Shape boundary records
|---|
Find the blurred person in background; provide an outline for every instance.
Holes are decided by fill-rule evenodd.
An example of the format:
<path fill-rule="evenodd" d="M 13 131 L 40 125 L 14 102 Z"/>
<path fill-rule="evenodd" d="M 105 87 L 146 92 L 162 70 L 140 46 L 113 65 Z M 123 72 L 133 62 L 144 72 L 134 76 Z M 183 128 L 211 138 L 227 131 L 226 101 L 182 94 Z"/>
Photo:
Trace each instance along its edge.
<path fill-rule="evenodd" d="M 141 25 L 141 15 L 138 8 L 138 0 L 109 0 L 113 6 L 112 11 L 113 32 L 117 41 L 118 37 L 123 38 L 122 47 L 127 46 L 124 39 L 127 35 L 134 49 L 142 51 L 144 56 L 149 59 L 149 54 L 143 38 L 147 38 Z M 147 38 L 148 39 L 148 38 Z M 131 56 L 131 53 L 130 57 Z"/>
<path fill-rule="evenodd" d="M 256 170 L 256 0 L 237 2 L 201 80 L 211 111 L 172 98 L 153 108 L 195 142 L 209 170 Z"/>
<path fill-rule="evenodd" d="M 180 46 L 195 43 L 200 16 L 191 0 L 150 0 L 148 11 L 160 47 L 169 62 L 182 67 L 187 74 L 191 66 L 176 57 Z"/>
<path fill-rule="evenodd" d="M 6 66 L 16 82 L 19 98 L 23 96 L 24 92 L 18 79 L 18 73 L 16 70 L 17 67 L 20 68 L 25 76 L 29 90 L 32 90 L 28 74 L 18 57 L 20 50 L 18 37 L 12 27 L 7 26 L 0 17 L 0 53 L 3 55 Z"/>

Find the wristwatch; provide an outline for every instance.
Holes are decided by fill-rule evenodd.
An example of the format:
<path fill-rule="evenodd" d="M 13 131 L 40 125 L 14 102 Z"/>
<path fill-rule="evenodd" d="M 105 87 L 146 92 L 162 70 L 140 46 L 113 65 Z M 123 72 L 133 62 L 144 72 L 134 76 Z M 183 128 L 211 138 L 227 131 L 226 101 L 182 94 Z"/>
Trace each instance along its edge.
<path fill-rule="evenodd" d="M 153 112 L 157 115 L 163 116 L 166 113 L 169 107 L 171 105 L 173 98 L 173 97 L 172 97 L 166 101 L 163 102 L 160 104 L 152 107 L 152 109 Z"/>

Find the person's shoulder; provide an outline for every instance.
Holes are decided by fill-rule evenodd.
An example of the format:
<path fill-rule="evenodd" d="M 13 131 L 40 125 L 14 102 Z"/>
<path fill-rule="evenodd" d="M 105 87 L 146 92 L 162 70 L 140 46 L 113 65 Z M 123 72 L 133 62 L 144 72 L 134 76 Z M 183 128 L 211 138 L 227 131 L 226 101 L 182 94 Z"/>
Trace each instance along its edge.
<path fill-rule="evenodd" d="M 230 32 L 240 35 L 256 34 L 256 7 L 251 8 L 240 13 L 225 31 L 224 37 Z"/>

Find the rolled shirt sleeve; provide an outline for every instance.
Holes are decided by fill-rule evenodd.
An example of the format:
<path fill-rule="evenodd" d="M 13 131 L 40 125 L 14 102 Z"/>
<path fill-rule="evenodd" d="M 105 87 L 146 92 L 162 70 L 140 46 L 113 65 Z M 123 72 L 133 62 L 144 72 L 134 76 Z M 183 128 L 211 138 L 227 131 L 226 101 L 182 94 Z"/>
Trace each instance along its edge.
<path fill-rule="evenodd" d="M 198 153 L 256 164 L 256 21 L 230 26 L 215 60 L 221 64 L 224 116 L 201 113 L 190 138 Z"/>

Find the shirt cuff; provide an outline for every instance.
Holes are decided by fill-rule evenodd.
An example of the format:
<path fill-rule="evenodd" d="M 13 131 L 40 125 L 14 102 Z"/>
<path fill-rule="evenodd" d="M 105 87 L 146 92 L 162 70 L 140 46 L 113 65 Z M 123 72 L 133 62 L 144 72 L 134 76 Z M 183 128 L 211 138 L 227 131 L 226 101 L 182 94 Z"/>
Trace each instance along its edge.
|---|
Copy out every one of the records above verbatim, line for line.

Find the blurred person in background; provide an outline for every instance.
Holes are decided by fill-rule evenodd.
An example of the format:
<path fill-rule="evenodd" d="M 13 131 L 40 125 L 14 102 Z"/>
<path fill-rule="evenodd" d="M 105 87 L 146 92 L 162 70 L 140 46 L 113 65 Z M 123 72 L 133 62 L 144 72 L 134 76 Z M 183 128 L 211 138 L 227 131 L 226 101 L 182 94 Z"/>
Photo:
Trace each instance along its edge.
<path fill-rule="evenodd" d="M 141 25 L 141 15 L 138 8 L 138 0 L 109 0 L 113 6 L 112 11 L 113 32 L 117 41 L 118 37 L 123 38 L 122 47 L 127 46 L 124 39 L 127 35 L 134 49 L 142 51 L 144 56 L 149 59 L 149 54 L 143 38 L 147 38 Z M 147 38 L 148 39 L 148 38 Z M 131 56 L 131 53 L 130 57 Z"/>
<path fill-rule="evenodd" d="M 256 170 L 256 0 L 237 2 L 201 80 L 211 111 L 172 98 L 153 108 L 195 142 L 209 170 Z"/>
<path fill-rule="evenodd" d="M 180 46 L 195 43 L 200 16 L 191 0 L 150 0 L 148 11 L 160 47 L 169 62 L 182 67 L 187 74 L 191 66 L 176 57 Z"/>
<path fill-rule="evenodd" d="M 6 66 L 16 82 L 19 98 L 23 96 L 24 92 L 18 79 L 18 73 L 16 70 L 17 67 L 20 68 L 25 76 L 29 90 L 32 90 L 28 74 L 18 57 L 20 50 L 18 37 L 12 27 L 7 26 L 0 17 L 0 53 L 3 55 Z"/>

Find the wristwatch; provide an outline for every instance.
Holes are decided by fill-rule evenodd.
An example of the format:
<path fill-rule="evenodd" d="M 13 131 L 40 125 L 14 102 Z"/>
<path fill-rule="evenodd" d="M 105 87 L 146 92 L 162 70 L 140 46 L 113 65 Z M 123 72 L 133 62 L 144 72 L 134 76 Z M 183 128 L 211 138 L 227 131 L 226 101 L 182 94 Z"/>
Trace each instance along its edge.
<path fill-rule="evenodd" d="M 153 112 L 157 115 L 163 116 L 166 113 L 169 107 L 171 105 L 173 98 L 173 97 L 172 97 L 166 101 L 163 102 L 160 104 L 152 107 L 152 109 Z"/>

Find the person's shoulder; provide an outline for every instance.
Holes are decided by fill-rule evenodd.
An example of the format:
<path fill-rule="evenodd" d="M 13 131 L 40 125 L 14 102 Z"/>
<path fill-rule="evenodd" d="M 105 87 L 146 92 L 162 70 L 140 46 L 113 65 Z M 123 72 L 133 62 L 144 72 L 134 76 Z M 183 128 L 211 138 L 227 131 L 226 101 L 182 94 Z"/>
Trace each instance along its edge.
<path fill-rule="evenodd" d="M 230 32 L 240 35 L 256 34 L 256 7 L 251 8 L 240 13 L 225 31 L 224 37 Z"/>

Find the rolled shirt sleeve; provide an outline for every instance.
Holes are decided by fill-rule evenodd.
An example of the format:
<path fill-rule="evenodd" d="M 13 131 L 40 125 L 14 102 Z"/>
<path fill-rule="evenodd" d="M 105 87 L 146 92 L 162 70 L 140 46 L 113 65 Z M 123 72 L 133 62 L 144 72 L 134 76 Z M 183 128 L 211 138 L 227 131 L 226 101 L 182 94 Z"/>
Trace each instance along its edge.
<path fill-rule="evenodd" d="M 198 153 L 256 164 L 256 21 L 230 26 L 215 60 L 221 64 L 224 116 L 201 113 L 190 138 Z"/>

Find the shirt cuff; provide an outline for every instance.
Holes are decided by fill-rule evenodd.
An example of the format:
<path fill-rule="evenodd" d="M 13 131 L 40 125 L 14 102 Z"/>
<path fill-rule="evenodd" d="M 105 87 L 146 92 L 162 70 L 140 46 L 113 65 Z M 123 72 L 133 62 L 144 72 L 134 76 Z M 183 128 L 211 138 L 227 131 L 226 101 L 182 94 Z"/>
Trace each instance along its edge.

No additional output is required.